Copy the lines below verbatim, but only from the line containing "The component shall identify every instance of the snow-covered" through the end of the data.

===== Data =====

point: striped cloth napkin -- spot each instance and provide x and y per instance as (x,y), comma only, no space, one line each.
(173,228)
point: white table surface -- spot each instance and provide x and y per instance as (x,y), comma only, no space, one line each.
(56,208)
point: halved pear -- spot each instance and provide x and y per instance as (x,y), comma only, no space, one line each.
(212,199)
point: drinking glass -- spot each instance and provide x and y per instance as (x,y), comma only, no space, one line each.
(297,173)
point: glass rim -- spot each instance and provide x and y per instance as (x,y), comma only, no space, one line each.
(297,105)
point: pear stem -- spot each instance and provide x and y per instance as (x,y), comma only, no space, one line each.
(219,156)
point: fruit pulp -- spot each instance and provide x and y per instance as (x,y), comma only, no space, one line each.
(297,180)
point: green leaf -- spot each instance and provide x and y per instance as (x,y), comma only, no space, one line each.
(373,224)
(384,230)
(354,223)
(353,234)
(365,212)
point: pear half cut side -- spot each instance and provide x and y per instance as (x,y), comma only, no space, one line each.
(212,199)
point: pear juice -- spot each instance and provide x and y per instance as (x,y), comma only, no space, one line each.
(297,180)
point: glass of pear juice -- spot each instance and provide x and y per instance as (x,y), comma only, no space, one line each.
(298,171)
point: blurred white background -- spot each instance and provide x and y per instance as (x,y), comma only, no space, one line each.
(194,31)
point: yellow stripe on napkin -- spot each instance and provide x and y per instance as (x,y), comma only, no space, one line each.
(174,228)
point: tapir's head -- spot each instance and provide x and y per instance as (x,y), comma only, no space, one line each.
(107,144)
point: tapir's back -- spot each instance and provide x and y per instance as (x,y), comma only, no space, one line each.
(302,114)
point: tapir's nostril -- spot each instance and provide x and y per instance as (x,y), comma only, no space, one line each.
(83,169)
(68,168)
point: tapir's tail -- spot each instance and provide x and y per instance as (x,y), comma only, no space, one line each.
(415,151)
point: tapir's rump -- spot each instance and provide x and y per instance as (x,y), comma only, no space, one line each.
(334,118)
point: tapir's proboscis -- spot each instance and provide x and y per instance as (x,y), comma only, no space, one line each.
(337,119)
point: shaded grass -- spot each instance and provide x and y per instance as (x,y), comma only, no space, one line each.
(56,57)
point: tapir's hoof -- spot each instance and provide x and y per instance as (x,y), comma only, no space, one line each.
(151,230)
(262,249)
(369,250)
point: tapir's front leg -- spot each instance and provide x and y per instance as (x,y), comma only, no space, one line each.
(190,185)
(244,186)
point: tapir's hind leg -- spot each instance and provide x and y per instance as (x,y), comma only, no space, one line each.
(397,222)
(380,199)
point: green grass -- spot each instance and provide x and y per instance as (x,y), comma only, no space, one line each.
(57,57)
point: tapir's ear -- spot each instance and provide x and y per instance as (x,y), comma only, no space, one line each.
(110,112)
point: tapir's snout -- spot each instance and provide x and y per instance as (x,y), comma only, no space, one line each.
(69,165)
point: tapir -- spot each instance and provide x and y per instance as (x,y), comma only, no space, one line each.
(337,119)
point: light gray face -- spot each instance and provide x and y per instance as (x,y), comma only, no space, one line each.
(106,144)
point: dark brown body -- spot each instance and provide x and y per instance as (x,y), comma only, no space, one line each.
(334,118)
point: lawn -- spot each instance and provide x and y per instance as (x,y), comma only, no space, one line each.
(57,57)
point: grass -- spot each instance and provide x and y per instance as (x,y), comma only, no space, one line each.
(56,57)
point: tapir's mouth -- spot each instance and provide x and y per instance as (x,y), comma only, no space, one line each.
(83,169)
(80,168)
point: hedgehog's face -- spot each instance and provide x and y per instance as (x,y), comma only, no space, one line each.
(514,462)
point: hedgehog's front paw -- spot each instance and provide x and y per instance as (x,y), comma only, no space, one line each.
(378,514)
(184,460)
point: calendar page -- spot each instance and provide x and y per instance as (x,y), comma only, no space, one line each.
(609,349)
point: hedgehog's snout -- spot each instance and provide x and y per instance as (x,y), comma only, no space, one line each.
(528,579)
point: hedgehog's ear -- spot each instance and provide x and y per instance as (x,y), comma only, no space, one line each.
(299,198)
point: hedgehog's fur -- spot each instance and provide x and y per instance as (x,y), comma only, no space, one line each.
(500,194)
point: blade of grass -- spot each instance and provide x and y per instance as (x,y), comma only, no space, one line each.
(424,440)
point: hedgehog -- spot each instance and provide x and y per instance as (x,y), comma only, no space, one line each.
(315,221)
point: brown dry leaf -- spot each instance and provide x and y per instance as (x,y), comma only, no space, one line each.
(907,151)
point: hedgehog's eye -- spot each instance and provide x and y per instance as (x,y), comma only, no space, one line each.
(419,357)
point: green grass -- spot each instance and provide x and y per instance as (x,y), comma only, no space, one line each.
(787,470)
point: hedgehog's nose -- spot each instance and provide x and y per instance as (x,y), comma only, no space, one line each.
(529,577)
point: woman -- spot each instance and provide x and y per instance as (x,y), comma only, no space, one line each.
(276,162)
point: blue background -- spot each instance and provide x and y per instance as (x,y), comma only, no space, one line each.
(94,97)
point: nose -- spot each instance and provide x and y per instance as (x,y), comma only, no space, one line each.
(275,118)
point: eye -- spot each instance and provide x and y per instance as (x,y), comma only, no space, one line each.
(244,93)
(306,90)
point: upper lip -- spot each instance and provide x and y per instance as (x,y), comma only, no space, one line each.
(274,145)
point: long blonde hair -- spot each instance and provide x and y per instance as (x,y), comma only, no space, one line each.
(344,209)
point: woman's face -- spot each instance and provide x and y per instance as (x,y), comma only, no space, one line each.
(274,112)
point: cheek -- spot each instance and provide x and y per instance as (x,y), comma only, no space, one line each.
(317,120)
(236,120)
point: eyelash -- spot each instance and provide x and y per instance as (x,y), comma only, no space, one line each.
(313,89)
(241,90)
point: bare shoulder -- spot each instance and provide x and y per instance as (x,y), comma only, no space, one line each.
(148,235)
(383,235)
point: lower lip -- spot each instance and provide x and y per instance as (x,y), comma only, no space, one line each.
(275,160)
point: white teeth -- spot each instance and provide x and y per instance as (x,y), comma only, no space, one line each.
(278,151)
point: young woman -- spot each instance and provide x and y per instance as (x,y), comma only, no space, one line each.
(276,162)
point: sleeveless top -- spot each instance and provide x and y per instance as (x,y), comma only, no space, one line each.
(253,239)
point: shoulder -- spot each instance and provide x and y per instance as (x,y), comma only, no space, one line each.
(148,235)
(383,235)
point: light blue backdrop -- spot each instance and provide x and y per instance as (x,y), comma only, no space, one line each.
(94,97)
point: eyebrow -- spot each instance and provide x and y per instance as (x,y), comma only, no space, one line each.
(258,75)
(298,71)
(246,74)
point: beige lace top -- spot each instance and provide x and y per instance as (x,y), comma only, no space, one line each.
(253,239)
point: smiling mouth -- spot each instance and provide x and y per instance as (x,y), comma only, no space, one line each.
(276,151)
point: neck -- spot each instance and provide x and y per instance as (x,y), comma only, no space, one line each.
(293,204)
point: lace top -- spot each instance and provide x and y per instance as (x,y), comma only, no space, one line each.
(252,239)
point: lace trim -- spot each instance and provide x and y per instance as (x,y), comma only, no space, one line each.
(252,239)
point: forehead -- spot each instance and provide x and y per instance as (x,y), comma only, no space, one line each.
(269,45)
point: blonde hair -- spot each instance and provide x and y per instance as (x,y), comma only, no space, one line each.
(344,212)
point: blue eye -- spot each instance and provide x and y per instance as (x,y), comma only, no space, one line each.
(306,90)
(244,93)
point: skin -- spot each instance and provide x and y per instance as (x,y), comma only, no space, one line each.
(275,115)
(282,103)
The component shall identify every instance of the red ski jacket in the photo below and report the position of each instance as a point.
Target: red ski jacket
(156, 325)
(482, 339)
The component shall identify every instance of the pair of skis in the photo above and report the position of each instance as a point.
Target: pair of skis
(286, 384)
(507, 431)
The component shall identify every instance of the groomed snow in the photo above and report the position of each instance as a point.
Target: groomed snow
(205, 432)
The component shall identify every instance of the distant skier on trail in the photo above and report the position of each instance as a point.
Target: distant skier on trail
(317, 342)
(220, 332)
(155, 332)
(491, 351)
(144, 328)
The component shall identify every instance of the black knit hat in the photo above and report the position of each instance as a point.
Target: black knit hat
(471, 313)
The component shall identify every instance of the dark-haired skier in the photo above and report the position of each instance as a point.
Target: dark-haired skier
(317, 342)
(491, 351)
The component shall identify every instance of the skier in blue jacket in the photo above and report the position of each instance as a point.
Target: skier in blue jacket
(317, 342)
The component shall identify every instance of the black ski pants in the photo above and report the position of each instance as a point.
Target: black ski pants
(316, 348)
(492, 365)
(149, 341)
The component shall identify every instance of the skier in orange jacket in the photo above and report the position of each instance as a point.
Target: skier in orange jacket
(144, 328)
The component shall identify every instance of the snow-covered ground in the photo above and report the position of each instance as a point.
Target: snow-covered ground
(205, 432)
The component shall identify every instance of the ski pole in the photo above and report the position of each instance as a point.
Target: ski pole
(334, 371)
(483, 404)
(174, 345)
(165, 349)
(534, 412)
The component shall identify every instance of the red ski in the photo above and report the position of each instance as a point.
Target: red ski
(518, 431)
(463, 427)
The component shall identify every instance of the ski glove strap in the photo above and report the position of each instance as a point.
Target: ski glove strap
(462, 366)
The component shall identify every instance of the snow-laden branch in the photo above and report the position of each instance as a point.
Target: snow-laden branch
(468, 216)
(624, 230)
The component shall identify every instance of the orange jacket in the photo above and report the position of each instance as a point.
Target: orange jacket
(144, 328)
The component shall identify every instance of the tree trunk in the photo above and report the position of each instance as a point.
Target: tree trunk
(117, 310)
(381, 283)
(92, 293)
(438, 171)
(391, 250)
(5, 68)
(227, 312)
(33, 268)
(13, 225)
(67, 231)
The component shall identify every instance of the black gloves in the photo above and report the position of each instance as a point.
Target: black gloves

=====

*Task solution*.
The component shall identify every instance of the snow-covered ground in the photo above and report the position of each instance as a point.
Target: snow-covered ground
(205, 432)
The component shall identify every instance of the ski pole in the photo above and report the position of each instance as a point.
Target: ski pole
(334, 371)
(483, 404)
(174, 345)
(165, 349)
(534, 412)
The component shall identify every instance of the red ski in the photo above and report the position of each instance as a point.
Target: red ski
(518, 431)
(463, 427)
The component shall identify every instance of the ski glove strap in the photo above and report the position of each instance as a point.
Target: ski glove strap
(462, 366)
The component shall identify every instance of the snow-laden branch in the photo above and report the position of each instance as a point.
Target: snow-laden branch
(468, 216)
(624, 230)
The component shall identify every instance of the orange jacket in the photo above and report the position of each instance as a point.
Target: orange jacket
(144, 328)
The component shall identify every instance of the tree trunk in the photo above and report the position of each instance as a point.
Target: tree trunk
(117, 310)
(381, 283)
(92, 293)
(438, 171)
(391, 250)
(5, 68)
(227, 312)
(33, 268)
(13, 225)
(67, 231)
The component shall identify every instance of the black gloves in the photo above and report the position of each instance as a point.
Target: black gloves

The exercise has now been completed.